Every line below that holds the string "tree" should be copied.

*** Opening of SOURCE MATERIAL ***

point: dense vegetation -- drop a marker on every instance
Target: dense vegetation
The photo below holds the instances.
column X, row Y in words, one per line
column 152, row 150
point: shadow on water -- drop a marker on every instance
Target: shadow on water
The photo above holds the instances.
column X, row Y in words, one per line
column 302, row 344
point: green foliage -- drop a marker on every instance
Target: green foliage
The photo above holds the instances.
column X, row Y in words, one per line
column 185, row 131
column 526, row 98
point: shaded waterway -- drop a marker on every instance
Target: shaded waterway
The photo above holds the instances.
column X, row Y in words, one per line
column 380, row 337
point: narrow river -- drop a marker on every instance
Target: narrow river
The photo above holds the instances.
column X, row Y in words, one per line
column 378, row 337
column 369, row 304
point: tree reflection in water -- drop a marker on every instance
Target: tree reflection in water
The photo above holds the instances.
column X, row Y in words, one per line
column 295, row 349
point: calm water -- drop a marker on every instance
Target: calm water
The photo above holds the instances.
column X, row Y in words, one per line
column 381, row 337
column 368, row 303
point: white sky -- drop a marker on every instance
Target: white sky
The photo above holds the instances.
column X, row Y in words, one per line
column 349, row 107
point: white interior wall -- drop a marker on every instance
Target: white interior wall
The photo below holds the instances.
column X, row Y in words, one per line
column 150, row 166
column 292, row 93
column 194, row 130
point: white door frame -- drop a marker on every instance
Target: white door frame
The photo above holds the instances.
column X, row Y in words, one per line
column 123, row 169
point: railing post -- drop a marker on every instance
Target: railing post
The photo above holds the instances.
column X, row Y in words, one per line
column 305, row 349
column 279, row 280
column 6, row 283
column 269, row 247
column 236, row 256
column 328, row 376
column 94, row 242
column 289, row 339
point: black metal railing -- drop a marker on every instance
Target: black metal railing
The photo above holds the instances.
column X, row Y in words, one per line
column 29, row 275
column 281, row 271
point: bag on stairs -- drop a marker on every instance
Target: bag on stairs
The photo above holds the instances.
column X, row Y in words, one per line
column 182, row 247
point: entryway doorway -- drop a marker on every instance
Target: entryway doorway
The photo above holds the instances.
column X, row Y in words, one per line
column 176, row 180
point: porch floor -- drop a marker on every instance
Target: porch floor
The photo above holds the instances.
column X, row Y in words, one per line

*** Close of SOURCE MATERIAL ***

**EXPECTED ANSWER**
point: tree reflection in water -- drop a marker on every instance
Target: tree reflection in water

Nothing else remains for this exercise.